-- start of Exercise materials --

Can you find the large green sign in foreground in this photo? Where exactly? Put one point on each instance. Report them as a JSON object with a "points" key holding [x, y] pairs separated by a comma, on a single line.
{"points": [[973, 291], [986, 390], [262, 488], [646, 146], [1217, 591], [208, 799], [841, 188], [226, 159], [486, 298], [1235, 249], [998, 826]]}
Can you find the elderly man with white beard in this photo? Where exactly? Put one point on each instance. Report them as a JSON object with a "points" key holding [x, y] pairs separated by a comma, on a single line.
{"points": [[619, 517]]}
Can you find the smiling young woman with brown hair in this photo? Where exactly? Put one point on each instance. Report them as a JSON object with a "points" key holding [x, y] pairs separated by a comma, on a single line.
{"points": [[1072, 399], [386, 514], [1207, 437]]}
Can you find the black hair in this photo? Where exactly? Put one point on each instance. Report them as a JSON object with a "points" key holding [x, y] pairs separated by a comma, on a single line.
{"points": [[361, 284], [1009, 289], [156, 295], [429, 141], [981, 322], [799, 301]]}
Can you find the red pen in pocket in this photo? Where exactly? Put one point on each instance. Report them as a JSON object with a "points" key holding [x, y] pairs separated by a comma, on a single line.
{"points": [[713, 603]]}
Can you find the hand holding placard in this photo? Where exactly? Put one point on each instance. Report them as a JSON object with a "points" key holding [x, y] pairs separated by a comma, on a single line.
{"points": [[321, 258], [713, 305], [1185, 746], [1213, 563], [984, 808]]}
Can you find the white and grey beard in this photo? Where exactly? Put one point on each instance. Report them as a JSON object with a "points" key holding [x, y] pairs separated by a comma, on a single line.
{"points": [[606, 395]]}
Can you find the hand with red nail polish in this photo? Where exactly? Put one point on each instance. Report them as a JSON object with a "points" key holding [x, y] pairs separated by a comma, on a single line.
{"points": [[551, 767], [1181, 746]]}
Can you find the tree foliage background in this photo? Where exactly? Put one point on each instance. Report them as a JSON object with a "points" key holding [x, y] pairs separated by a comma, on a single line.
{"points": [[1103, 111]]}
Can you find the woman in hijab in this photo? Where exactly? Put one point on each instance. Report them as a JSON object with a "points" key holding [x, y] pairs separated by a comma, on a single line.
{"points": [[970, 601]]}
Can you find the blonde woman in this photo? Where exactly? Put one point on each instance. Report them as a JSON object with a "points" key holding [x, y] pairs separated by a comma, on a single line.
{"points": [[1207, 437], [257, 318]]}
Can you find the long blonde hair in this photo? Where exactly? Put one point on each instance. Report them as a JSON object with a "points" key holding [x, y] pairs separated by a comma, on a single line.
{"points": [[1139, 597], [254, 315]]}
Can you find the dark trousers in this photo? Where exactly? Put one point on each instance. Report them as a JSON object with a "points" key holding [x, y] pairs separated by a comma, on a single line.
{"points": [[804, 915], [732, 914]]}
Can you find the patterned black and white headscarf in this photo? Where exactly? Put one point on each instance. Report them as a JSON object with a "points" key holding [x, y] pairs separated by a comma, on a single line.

-- end of Exercise materials --
-- start of Exercise materials --

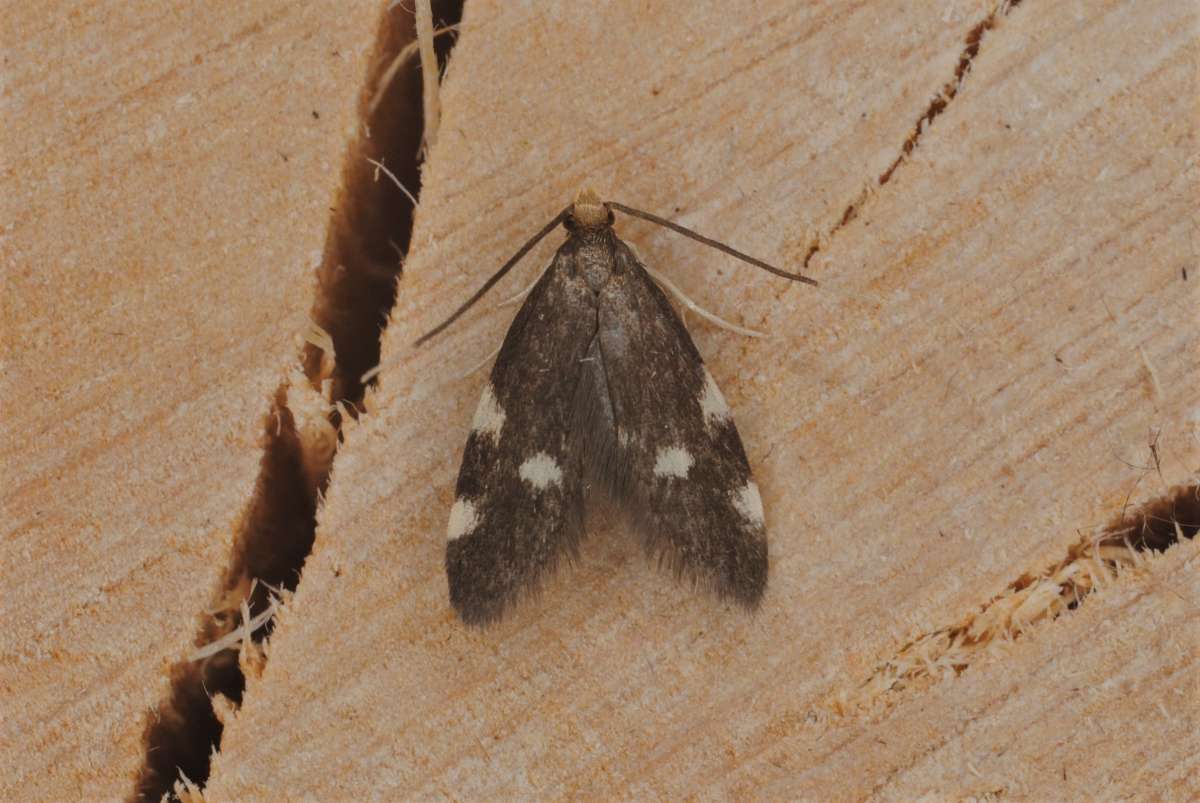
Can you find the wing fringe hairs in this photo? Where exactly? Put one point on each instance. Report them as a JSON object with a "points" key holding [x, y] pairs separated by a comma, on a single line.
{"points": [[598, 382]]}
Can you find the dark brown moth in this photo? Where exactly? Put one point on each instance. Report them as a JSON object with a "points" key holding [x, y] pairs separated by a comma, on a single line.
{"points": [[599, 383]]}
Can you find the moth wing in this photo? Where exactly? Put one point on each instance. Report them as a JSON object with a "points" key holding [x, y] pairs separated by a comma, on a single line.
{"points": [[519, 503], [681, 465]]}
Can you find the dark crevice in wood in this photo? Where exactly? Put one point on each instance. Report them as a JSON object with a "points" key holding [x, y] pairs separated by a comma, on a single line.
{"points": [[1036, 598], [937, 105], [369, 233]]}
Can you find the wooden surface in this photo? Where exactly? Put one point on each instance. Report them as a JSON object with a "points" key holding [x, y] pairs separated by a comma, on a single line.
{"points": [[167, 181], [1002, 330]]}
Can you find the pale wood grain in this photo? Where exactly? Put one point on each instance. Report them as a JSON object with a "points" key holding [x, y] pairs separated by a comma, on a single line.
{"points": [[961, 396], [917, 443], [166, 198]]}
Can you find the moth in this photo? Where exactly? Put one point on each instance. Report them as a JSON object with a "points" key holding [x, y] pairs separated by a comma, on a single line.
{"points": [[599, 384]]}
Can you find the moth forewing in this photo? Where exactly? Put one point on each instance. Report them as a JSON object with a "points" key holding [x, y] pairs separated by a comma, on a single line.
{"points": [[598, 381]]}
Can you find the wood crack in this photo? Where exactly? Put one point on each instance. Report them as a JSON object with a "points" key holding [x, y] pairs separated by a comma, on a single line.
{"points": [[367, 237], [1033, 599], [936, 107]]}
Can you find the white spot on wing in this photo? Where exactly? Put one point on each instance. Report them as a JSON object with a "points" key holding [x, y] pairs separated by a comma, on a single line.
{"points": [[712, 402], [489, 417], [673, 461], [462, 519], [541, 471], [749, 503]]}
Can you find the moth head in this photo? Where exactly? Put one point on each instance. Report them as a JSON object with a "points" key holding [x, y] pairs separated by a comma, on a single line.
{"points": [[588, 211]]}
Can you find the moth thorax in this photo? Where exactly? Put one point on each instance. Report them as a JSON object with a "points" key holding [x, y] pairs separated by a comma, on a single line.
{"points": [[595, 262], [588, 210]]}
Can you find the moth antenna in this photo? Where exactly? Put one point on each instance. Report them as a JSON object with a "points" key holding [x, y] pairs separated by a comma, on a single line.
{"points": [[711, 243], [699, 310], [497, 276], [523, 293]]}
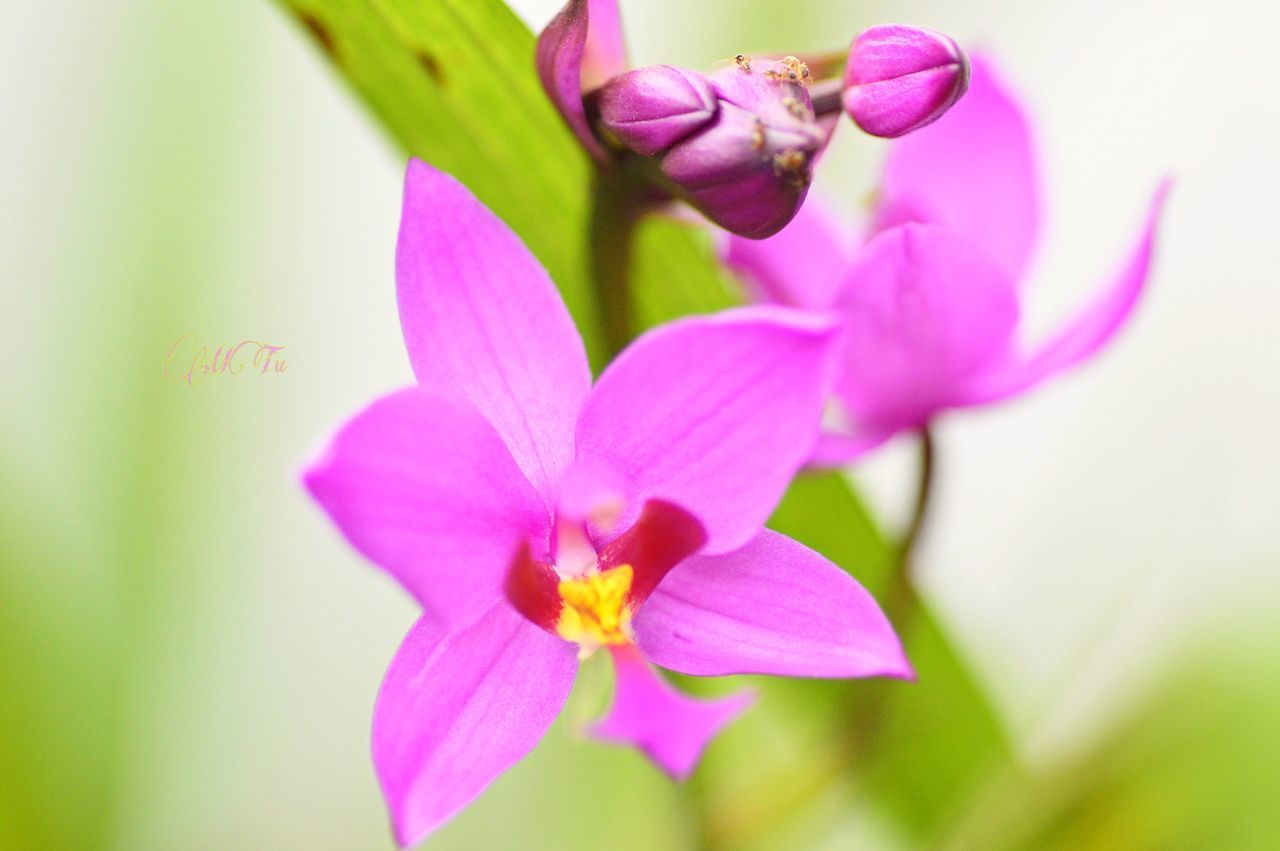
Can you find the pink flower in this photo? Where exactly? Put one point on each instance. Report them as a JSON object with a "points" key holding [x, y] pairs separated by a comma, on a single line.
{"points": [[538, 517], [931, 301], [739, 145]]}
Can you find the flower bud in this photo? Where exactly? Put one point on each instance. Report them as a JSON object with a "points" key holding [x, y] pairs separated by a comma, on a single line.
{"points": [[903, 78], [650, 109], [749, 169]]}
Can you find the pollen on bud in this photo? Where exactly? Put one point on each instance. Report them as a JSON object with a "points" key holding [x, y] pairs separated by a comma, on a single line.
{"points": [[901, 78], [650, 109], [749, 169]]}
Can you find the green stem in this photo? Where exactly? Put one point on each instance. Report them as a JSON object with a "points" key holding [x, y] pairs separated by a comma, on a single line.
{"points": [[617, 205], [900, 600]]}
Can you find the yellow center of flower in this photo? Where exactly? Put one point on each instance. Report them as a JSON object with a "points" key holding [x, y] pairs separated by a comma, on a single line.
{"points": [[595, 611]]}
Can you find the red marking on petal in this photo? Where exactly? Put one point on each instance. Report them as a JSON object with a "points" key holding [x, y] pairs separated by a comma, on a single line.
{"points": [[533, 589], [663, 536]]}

-- end of Exercise materials --

-- Short problem --
List each line from the records above that contains the string "spot", copying every such line in full. Case counts.

-- Answer to the problem --
Can you find the white spot on wing in this photo? Where exactly? Put one point on each instance. Report them as a JSON object with a "points" key holding [x, y] pairs separated by a comma, on a single line.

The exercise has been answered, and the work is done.